* **Tasks to perform**:
• 1. Answer these questions about the blog post on the term "Islamaphobia":
(a) In what language did the writer read the Koran?
(b) For what does the writer call multiculturalism a wonderful thing?
(c) What two perceptions does the writer suspect underlie the charge that criticizing Islam is "racist"?
• 2. In the blog post on the term "Islamaphobia," why does the writer consider the suffix "phobia" dubious even in "Muslim-phobia"? Answer in one to three sentences.
• 3. Extend the blog post on the term "Islamaphobia" past its final sentence.

Please, stop using the word “Islamaphobia”.
It is an amazing, but confounding and daunting, cultural phenomena in the United States today---perhaps in the Western world---that so many educated people, especially those on the political left, are quick to brand any criticism of islam as “Islamaphobia”. This is unfair, and wrong on so many levels it is hard to decide just how to start an analysis of it. I will try to sort all of these typical accusations out, and will discuss what I believe are the errors in them.
First of all, Islam is a religion, obviously not a race of people, and it should therefore be perfectly legitimate to analyze Islam’s precepts, and to present opinions about what is bad and what is good in it.
I’ll put my cards on the table right off the bat, and admit that I find this religion to be almost certainly false, and also backward and harmful to humanity at large. I have read the Koran, albeit in English, and to my disappointment, found it to be lacking the richness and the interesting stories in, for example, the Old Testament. Further disclosure---I am severely critical of said Old Testament, and am an agnostic about whether there is any kind of God or Deity---even tending toward atheism with respect to the God of any of the world’s major religions. But this is all irrelevant to the issue at hand, since I believe a person should be free to believe any religion, but should not be free to force that religion on other people.
There appears to be a prevalent, but confused, idea that “multiculturalism” demands acceptance and support for any religion that is not predominant in our own culture. I have posted another blog on this site that discusses what is wrong with this, http://bigthickglasses.blogspot.com/search/label/Muliculturalism but will just say here that multiculturalism is a wonderful thing as it pertains to importing art and music from other cultures, but when it involves ideas that violate human rights it is not a good thing. And the Islamic precept of Sharia involves many such rights-violating ideas, such as prescribing capital punishment for apostasy, practicing homosexuality, adultery, etc.
Another oft-heard attack on those who criticize Islam is that the critique is “racist”. Let’s try to figure out just what such such charges might mean, even though on the surface such a position is absurd since neither muslims nor Islam refers to a race. I suspect the basis is two-fold: (1) the muslim population is perceived to generally be darker skinned than the majority of people in the western world, and (2) the muslims are on the whole much worse off economically than many in the west. Both of these ideas are perhaps basically correct, on the average, and people of a “liberal” persuasion value---quite rightly-- tolerance of other cultures, the more so when the other culture involves these two factors. And everyone is aware of the very bad treatment in the past of certain dark-skinned people by the west.
But consider this: the widespread poverty in so many muslim populations is arguably in part due to the precepts of Islam. Hence criticizing Islam is actually an act of kindness toward muslims, since if one feels Islam holds them back, the removal of the strictures of that religion might well help them in the long run (maybe even to some extent in the short run). In any case, it is clearly true that negative reviews of Islam are not intended to hurt or offend Muslim people.
The term Islamaphobia is indefensible for another reason. If one were inclined to show hatred or disdain for muslim people, that could quite properly be termed “Muslim-phobia”; but even then the suffix “phobia” would be dubious since it suggests fear of the subject it refers to. It would not really be fear, but dislike. However, this is more of a nitpick, and I think we could let “Muslim-phobia” be used, without a strong protest, for bigotry against muslims. And that would indeed be a bad attitude to have, for the very reason that I give above, namely that reasonable people should wish the best for muslim people, except in cases where a group of Muslims tries or wants to overthrow the constitutions of the countries in which they reside.

* **Data supplied**:
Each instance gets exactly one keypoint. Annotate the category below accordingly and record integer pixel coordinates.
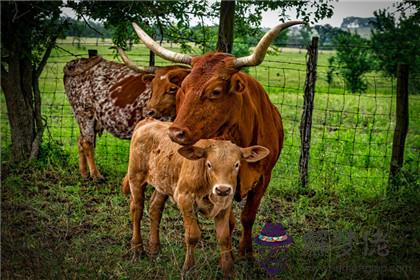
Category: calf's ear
(237, 84)
(147, 78)
(192, 152)
(254, 153)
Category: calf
(201, 177)
(112, 96)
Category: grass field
(54, 225)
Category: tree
(170, 19)
(353, 59)
(29, 32)
(247, 16)
(394, 40)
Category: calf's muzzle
(222, 190)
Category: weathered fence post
(308, 105)
(92, 53)
(401, 124)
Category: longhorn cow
(217, 100)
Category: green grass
(54, 225)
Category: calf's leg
(191, 228)
(157, 204)
(224, 237)
(248, 216)
(137, 188)
(89, 151)
(82, 158)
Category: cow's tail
(125, 186)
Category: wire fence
(351, 132)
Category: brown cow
(112, 96)
(217, 100)
(201, 177)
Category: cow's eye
(173, 90)
(216, 93)
(237, 164)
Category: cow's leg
(191, 228)
(89, 150)
(137, 187)
(82, 158)
(224, 237)
(248, 216)
(232, 222)
(157, 204)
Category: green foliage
(395, 40)
(35, 25)
(353, 59)
(172, 20)
(87, 29)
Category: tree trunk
(17, 88)
(225, 35)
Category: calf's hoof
(136, 251)
(97, 178)
(154, 249)
(188, 264)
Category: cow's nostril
(223, 190)
(151, 113)
(177, 135)
(180, 135)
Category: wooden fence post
(401, 124)
(308, 105)
(92, 53)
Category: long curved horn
(159, 50)
(261, 49)
(130, 64)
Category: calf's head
(210, 99)
(222, 160)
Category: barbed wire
(352, 133)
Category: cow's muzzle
(180, 136)
(222, 190)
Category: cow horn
(261, 49)
(130, 64)
(159, 50)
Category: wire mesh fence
(351, 132)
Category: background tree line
(30, 31)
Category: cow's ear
(177, 76)
(237, 84)
(192, 152)
(254, 153)
(147, 78)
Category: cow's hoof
(154, 250)
(249, 257)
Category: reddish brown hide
(216, 100)
(198, 178)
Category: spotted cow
(106, 95)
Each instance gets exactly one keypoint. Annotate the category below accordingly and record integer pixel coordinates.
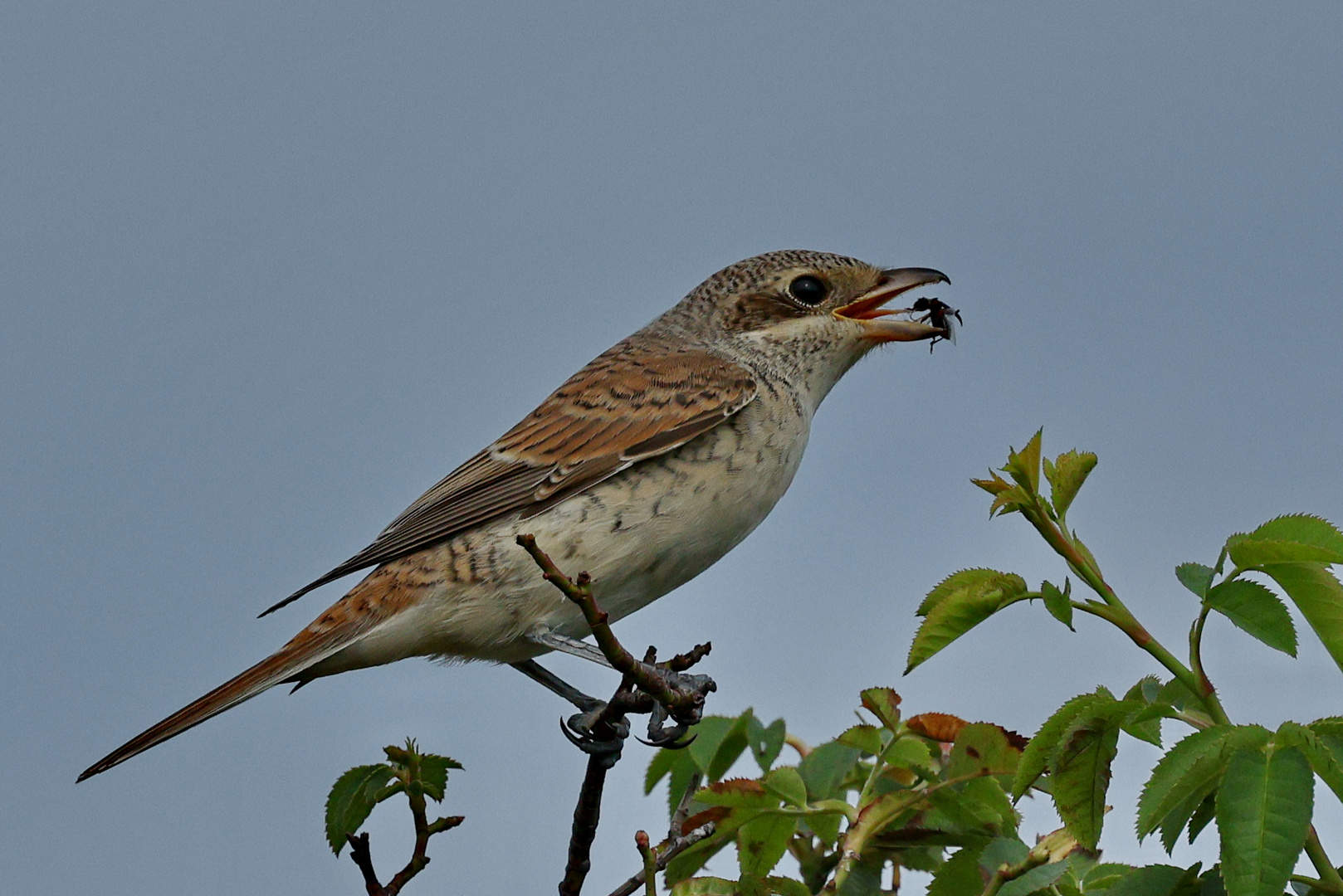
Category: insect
(938, 314)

* **Replies**:
• 1.
(a) English.
(b) Importing art and music from other cultures.
(c) That the Muslim population is generally darker skinned than most people in the Western world, and that Muslims are on the whole much worse off economically than many in the West.

• 2. The suffix suggests fear of what it refers to. The writer holds that hatred or disdain for Muslim people would not really be fear but dislike.

• 3.
It must also be realized that the implementation of Sharia concepts (in the form of a Sharia court) cannot coexist in a western democracy. Consider the case where woman living in a European country commits adultery, and is brought before a Sharia court and condemned to death. Whether she is a citizen of that country, or a prospective immigrant that is not yet a citizen, such a sentence cannot be allowed to be carried out because that “crime” is not punishable by death in a liberal democracy (in fact, it is not even considered to be a crime, although some may condemn it morally). The same would go for a person charged with the “crime” of being gay, or of being an apostate. All western democracies forbid “cruel and unusual punishments”, most forbid capital punishment for any crime, most consider the right to a fair trial by the standards of the countries constitution, and most all adhere to the principle of of separation of church and state (which is immediately violated by the idea of a Sharia court).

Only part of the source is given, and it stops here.